◆ **Activity list**
- 1) Translate this sentence from the homebuilders article into Spanish: "That makes the intensifying squeeze on the industry a concern."
- 2) Please write the next paragraph of the homebuilders article, picking up after its final sentence.

◆ **Document excerpt**
§
Squeezed Homebuilders Are Bad News for the Housing Market

Builders are an important part of any plausible fix for the housing shortage in the United States — not only constructing more homes but also finding ways to improve affordability. That makes the intensifying squeeze on the industry a concern. New home construction and sales have been the one bright spot in a difficult and dysfunctional housing market for the past couple of years, but it’s no longer clear that the sector will be able to serve that role in 2025.

Homebuilders were the only game in town when much of the housing market seized up in early 2023. High mortgage rates after a period of soaring home prices made affordability the worst it had been in decades. Inventories of existing homes for sale and new listings were very low as those with pandemic-era rates held on to homes they might otherwise have sold. That enabled builders to step in and offer inventory that the resale market lacked and use the tools at their disposal to lower costs for buyers.

The best enticement was mortgage rate buydowns (where companies sacrificed some profit to give buyers a lower rate via their financing arms), but smaller floor plans and other cost-saving measures have been part of the mix as well.
§
◆ **Raw data**
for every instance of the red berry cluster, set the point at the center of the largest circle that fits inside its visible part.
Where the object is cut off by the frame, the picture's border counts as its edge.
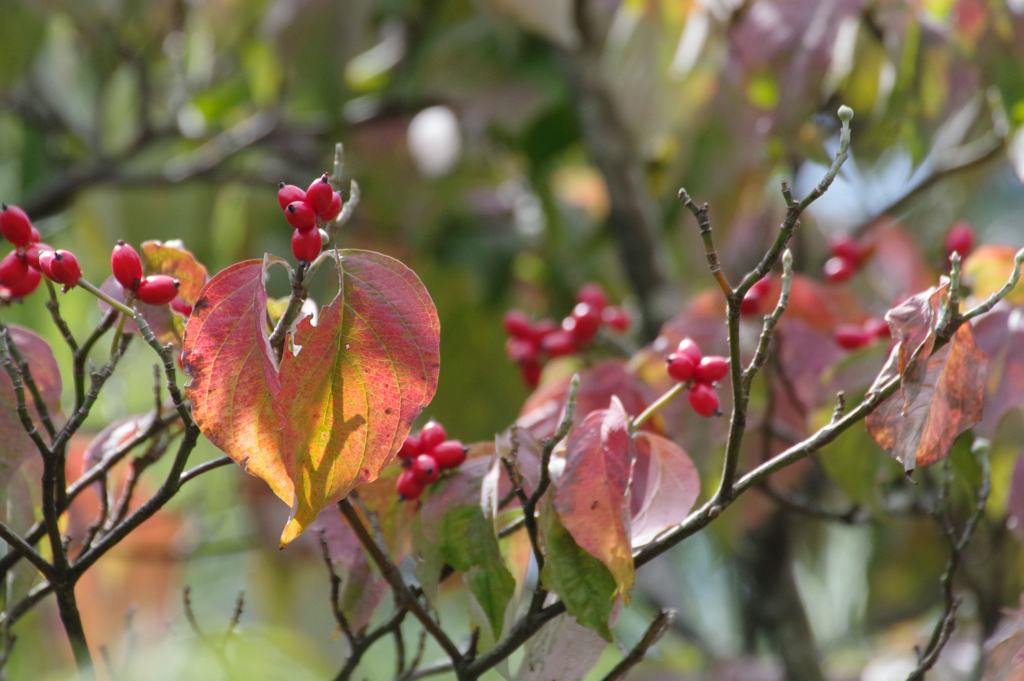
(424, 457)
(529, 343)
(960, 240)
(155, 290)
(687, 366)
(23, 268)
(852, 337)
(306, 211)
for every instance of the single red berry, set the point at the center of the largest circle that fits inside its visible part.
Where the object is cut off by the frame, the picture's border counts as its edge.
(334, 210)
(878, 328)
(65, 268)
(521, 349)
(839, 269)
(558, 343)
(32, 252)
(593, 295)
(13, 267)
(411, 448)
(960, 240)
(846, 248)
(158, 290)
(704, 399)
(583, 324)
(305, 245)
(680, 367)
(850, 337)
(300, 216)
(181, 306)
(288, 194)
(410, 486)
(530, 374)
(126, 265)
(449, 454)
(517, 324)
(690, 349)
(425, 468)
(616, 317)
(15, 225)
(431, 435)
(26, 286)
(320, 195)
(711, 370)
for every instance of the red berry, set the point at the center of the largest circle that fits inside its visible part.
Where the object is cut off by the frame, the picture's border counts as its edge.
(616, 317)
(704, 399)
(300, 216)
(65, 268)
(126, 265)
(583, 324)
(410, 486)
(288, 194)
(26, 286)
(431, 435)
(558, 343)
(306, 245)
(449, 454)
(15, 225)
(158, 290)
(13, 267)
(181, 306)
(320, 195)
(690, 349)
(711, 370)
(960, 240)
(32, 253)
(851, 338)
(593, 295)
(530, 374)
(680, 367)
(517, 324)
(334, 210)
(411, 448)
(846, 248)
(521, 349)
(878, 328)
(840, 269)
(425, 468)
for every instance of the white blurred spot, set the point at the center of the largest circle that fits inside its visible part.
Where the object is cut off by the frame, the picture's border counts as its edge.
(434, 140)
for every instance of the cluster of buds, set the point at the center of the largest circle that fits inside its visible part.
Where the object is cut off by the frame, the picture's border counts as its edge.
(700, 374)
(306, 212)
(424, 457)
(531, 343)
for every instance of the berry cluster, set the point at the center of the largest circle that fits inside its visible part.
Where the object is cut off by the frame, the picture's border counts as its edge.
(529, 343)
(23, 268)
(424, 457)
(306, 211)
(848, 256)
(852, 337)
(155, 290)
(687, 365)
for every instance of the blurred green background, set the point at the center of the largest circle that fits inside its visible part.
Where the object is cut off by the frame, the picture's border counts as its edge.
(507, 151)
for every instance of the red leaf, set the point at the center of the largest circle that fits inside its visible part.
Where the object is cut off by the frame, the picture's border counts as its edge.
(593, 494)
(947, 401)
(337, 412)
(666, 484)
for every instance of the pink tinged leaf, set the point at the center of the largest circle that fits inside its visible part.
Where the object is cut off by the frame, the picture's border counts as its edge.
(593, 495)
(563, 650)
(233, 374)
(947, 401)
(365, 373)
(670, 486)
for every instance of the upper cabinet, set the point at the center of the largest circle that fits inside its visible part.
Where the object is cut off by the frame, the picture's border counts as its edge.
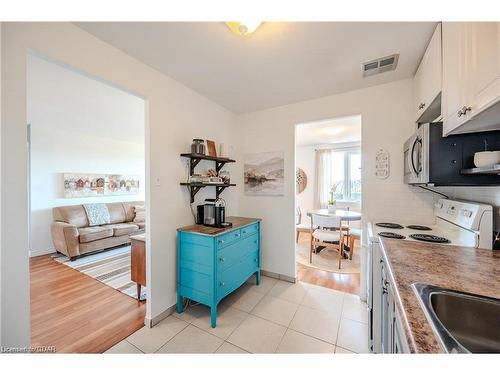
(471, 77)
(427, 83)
§
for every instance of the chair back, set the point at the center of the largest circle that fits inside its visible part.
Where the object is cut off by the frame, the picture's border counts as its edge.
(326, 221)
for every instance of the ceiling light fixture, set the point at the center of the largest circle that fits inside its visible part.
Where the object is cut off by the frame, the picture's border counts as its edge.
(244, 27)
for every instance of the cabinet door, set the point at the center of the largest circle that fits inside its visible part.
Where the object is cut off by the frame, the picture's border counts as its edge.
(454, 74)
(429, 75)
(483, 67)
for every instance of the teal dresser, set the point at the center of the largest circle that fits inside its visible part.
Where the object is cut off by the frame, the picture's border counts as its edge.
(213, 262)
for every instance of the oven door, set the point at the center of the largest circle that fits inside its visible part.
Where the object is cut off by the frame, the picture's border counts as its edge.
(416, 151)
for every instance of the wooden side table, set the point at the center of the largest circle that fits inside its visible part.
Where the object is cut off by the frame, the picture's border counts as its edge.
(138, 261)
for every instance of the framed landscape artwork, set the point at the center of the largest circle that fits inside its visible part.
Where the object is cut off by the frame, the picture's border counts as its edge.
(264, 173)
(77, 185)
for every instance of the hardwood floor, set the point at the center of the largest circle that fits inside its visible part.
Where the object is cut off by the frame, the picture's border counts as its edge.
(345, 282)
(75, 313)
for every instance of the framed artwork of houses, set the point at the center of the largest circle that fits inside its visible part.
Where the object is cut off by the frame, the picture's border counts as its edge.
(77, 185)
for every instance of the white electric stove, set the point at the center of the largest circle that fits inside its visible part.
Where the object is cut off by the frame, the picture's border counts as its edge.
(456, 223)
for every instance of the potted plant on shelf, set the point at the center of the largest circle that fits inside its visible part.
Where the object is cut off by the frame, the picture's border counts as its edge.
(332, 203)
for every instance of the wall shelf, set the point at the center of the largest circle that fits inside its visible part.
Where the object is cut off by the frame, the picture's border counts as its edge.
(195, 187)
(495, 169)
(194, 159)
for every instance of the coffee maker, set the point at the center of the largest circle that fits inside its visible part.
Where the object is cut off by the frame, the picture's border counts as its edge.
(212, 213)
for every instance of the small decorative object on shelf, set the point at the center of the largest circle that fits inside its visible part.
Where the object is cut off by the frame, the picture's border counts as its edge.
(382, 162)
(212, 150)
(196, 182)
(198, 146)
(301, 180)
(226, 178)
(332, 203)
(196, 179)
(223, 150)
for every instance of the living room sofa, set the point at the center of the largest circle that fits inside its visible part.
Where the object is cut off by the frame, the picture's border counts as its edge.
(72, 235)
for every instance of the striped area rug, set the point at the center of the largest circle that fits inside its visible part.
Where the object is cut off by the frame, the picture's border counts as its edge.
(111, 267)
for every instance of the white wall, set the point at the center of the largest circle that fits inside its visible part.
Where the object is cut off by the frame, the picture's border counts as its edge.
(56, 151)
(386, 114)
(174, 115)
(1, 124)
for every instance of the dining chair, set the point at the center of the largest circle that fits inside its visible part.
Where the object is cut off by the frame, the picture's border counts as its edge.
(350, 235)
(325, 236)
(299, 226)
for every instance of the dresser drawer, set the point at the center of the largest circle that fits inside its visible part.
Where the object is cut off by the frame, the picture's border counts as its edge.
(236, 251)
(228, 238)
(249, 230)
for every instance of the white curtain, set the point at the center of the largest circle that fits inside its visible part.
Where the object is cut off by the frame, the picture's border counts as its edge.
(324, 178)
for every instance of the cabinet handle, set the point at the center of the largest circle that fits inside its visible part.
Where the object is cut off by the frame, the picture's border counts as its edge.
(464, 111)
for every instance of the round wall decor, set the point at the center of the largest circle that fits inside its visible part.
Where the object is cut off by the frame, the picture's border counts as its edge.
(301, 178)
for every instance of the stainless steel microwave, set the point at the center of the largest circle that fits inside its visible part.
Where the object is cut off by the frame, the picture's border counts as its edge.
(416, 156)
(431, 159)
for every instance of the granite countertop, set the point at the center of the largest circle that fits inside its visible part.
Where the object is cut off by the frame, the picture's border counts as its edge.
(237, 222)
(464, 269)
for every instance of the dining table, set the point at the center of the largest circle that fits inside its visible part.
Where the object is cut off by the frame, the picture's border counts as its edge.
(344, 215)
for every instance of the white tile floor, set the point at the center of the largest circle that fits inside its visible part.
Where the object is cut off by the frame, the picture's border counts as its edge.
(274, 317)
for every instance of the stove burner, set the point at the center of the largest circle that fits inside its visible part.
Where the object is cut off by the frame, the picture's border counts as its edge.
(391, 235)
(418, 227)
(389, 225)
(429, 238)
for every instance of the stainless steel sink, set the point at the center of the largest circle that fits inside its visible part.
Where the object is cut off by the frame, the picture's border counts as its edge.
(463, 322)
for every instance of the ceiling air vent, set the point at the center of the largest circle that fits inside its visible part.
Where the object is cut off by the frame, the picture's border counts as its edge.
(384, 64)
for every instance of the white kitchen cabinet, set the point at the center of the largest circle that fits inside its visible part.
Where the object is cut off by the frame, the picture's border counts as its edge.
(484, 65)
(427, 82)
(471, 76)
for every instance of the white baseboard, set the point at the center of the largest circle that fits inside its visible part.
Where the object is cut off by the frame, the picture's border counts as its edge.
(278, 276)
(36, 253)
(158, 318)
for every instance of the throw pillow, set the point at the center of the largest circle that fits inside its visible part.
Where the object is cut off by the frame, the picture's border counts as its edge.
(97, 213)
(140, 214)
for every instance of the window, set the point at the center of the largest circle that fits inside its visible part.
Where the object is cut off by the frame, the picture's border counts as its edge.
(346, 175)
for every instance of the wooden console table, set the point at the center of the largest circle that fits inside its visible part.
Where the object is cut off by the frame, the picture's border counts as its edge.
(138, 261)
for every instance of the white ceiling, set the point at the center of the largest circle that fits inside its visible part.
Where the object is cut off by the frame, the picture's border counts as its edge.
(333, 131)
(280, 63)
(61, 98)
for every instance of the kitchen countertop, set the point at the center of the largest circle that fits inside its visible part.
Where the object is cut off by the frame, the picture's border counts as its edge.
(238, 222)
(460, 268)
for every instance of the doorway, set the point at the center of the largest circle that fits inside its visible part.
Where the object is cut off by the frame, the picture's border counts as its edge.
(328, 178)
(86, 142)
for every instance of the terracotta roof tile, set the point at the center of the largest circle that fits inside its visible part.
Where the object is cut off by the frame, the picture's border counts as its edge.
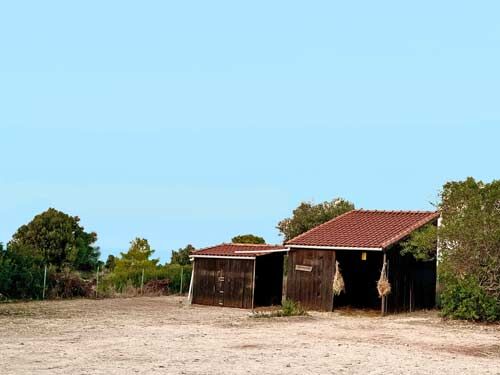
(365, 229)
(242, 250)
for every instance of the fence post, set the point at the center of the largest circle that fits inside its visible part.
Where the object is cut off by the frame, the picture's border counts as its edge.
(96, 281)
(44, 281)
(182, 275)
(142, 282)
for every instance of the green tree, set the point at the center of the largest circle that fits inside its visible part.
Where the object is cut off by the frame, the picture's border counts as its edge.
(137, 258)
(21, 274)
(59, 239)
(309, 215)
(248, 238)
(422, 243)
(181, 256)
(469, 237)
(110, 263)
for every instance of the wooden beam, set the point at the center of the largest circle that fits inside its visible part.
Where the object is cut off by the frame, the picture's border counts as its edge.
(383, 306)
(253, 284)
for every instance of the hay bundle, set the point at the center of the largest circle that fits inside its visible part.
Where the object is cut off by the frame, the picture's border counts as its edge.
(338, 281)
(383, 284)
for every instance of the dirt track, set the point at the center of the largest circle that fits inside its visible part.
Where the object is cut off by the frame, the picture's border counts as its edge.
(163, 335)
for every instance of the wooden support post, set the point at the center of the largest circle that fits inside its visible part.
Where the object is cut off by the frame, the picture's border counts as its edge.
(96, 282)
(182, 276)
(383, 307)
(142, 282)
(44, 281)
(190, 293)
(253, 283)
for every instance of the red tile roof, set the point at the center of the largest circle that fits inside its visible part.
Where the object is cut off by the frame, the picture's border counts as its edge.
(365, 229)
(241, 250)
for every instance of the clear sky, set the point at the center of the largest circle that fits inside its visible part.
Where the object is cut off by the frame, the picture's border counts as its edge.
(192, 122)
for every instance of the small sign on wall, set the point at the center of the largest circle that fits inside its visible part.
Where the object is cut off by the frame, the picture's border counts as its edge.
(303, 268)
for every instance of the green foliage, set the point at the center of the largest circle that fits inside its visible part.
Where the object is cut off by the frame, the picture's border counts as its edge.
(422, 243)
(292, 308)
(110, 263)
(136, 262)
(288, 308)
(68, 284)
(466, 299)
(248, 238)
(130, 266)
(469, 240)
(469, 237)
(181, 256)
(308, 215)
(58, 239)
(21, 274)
§
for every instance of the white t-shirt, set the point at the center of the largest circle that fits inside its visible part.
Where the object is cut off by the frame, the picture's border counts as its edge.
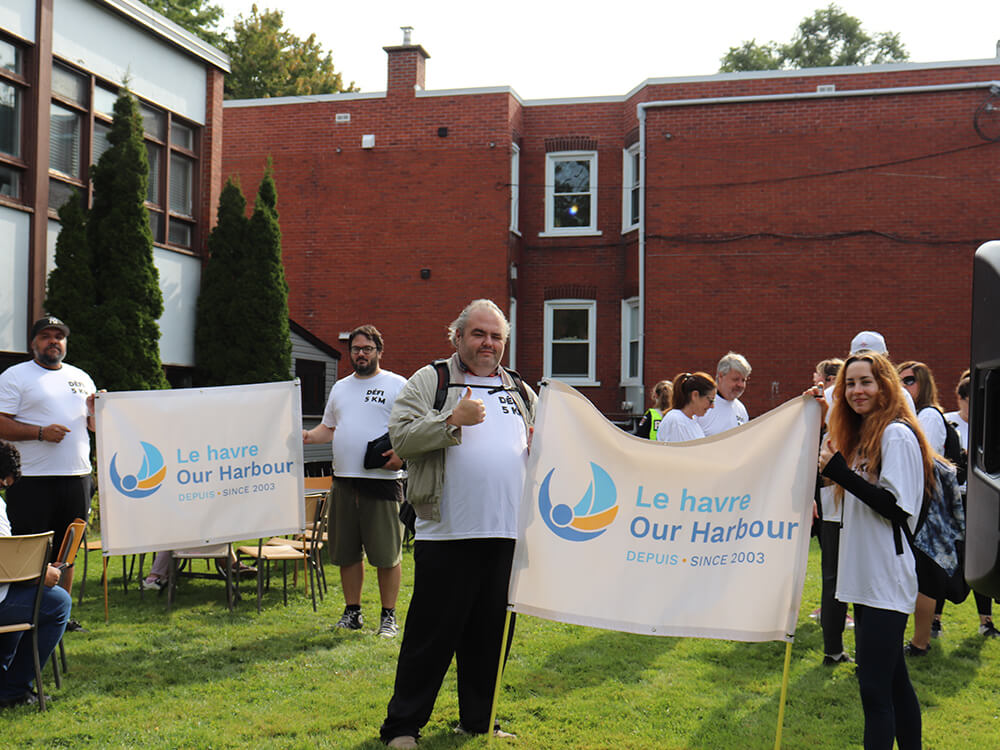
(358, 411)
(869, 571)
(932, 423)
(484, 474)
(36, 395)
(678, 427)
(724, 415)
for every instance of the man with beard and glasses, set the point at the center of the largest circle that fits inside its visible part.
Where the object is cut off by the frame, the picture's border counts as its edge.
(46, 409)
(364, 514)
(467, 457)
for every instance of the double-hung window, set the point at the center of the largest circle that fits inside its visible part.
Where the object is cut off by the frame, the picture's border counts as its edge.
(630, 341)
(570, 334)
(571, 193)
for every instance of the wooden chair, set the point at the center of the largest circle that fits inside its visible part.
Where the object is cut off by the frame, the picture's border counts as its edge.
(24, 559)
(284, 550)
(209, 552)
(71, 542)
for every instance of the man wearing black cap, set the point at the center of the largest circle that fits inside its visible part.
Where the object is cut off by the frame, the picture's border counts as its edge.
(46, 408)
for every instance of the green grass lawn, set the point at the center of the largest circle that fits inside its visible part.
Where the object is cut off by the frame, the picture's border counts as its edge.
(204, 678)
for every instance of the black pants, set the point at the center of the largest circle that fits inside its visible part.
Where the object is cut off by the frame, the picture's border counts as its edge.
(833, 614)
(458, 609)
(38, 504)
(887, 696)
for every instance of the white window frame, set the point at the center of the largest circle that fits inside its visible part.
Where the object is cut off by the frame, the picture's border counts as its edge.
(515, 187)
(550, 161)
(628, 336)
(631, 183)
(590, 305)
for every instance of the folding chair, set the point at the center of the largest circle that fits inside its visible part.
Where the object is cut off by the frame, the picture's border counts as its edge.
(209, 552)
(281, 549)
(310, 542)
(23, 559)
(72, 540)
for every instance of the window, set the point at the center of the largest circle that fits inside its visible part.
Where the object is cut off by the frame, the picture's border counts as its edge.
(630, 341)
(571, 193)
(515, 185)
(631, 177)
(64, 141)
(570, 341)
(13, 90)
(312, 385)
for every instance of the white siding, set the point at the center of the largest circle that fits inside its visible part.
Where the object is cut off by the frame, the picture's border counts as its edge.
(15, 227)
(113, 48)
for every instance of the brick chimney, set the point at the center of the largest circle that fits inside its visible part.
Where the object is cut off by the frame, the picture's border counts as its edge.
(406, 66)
§
◆ **Expected outputs**
- 1) Eso hace que la creciente presión sobre la industria sea motivo de preocupación.

- 2)
This wasn’t desperation — builders were actually operating from a position of strength. Profit margins were elevated relative to pre-Covid levels in part because much of the land being developed had been acquired relatively cheap prior to the surge in values in 2021 and 2022. Selling homes at 2023 prices on land bought in 2019 was a great business. Companies also enjoyed a tailwind from the post-pandemic easing of snarled supply chains. Lumber prices fell significantly, for example, padding profit margins and offsetting softer home prices in certain markets. Fewer construction delays freed up cash for use in paying down debt and returning capital to shareholders.

More housing inventory than would otherwise exist and construction that chipped away at the two-million-home shortage in the country, better affordability than in the resale market, and solid profitability for investors — everybody was winning.